> **Tarea solicitada**:
Transcribe completo y sin ningún cambio el texto sobre el juicio a la dictadura.

> **Extracto del documento**:

══════════════════════════════

Juicio a la dictadura: un buen pedazo de justicia
Testimonios del golpe de García Meza
Juan del Granado
El derrocamiento de la dictadura y la recuperación democrática en 1982 aparejaban el enorme desafío de construir un mejor país, pero de inicio supuso también el desafío de no permitir la impunidad de los principales responsables de esos 14 meses de terrorismo de Estado. No existió nunca un sentimiento de revancha en quienes —instituciones y personas—impulsamos el juicio de responsabilidades a la dictadura. Cuando dijimos que la venganza era propia de los violentos y que el olvido era de los cobardes, puntualizamos que nuestra búsqueda era la justicia y, por ello, nos embarcamos en un largo y difícil trámite, primero en el Congreso Nacional y luego en la Corte Suprema de Justicia.

══════════════════════════════

(Entradas de señalamiento de objetos etiquetados)
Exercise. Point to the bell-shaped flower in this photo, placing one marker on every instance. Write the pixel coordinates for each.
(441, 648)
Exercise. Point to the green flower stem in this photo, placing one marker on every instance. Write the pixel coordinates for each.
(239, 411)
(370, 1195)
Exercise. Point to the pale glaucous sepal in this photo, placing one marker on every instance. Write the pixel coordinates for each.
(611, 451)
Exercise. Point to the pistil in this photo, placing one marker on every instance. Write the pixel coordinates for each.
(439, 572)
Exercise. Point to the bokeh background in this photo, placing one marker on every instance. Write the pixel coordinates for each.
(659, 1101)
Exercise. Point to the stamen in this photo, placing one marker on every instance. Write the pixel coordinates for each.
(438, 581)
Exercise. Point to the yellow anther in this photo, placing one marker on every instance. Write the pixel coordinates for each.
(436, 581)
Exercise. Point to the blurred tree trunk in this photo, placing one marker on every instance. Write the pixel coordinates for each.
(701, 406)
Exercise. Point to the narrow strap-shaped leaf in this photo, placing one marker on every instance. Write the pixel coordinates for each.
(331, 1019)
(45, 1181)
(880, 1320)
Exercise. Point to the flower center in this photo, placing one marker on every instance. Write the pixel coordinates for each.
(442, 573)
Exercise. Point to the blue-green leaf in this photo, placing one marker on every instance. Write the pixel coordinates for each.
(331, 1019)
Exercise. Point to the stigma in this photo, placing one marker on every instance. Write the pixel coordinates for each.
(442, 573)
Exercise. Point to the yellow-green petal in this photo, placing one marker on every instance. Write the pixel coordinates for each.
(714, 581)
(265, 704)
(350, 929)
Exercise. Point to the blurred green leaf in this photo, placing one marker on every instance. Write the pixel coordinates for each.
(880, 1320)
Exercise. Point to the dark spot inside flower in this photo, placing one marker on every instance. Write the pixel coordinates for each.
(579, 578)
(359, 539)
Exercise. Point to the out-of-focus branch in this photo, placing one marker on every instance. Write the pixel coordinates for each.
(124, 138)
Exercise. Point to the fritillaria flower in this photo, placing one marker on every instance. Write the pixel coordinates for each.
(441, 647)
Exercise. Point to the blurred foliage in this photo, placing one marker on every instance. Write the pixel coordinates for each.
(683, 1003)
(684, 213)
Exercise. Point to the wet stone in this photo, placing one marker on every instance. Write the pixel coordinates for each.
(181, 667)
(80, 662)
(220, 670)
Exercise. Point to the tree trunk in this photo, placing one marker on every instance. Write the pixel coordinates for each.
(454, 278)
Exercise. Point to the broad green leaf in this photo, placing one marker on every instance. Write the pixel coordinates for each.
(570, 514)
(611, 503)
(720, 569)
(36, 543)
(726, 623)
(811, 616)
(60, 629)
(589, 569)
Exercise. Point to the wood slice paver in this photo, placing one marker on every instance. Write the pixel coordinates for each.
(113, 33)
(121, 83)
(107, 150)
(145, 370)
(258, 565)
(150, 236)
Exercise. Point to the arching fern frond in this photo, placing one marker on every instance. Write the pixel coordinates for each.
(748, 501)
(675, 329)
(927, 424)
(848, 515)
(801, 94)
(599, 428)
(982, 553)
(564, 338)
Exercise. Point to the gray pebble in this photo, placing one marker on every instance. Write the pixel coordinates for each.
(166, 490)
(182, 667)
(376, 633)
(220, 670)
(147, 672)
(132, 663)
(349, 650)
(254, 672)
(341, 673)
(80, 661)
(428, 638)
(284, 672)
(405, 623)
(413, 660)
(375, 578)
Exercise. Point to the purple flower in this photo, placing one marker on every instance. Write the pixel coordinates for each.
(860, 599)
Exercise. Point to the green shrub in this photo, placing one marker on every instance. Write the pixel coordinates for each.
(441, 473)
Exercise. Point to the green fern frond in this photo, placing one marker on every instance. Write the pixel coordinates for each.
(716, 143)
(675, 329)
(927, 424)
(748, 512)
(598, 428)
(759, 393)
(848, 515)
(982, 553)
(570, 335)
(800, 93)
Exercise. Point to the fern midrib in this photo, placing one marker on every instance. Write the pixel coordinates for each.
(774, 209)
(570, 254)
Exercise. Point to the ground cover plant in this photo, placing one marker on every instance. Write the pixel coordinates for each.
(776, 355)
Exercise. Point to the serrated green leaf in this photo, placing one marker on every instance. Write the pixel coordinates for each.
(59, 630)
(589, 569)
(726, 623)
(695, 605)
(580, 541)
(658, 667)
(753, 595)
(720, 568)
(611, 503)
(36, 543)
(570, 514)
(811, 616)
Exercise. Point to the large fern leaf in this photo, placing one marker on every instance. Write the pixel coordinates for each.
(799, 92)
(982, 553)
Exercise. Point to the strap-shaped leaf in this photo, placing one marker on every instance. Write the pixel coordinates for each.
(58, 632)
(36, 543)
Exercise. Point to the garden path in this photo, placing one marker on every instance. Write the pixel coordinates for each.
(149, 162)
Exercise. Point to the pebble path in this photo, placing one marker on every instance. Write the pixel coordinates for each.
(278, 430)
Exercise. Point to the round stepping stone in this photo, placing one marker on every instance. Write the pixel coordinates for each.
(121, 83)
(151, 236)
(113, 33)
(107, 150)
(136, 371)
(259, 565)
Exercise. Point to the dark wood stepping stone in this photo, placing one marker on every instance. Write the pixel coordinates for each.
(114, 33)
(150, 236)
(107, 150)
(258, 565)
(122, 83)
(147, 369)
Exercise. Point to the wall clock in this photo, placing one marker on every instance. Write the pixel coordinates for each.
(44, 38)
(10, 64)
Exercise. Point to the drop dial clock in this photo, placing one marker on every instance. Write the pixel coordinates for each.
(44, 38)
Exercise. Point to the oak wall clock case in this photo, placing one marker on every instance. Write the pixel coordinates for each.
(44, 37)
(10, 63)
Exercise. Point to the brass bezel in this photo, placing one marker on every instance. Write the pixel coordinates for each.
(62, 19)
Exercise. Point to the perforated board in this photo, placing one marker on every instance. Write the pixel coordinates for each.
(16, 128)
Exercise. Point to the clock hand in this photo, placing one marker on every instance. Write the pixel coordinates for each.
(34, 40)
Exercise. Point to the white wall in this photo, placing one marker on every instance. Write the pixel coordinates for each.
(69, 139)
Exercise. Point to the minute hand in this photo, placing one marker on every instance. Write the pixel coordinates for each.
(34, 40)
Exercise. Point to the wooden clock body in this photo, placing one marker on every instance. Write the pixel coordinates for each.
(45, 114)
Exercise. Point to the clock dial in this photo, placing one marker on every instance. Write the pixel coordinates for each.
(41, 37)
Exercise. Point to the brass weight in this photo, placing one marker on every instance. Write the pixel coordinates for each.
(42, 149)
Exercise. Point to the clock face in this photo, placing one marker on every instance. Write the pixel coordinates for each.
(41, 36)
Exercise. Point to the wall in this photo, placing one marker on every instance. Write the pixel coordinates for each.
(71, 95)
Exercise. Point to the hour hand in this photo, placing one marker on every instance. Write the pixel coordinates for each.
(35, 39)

══════════════════════════════

> **Respuesta correcta**:
Juicio a la dictadura: un buen pedazo de justicia
Testimonios del golpe de García Meza
Juan del Granado
El derrocamiento de la dictadura y la recuperación democrática en 1982 aparejaban el enorme desafío de construir un mejor país, pero de inicio supuso también el desafío de no permitir la impunidad de los principales responsables de esos 14 meses de terrorismo de Estado. No existió nunca un sentimiento de revancha en quienes —instituciones y personas—impulsamos el juicio de responsabilidades a la dictadura. Cuando dijimos que la venganza era propia de los violentos y que el olvido era de los cobardes, puntualizamos que nuestra búsqueda era la justicia y, por ello, nos embarcamos en un largo y difícil trámite, primero en el Congreso Nacional y luego en la Corte Suprema de Justicia.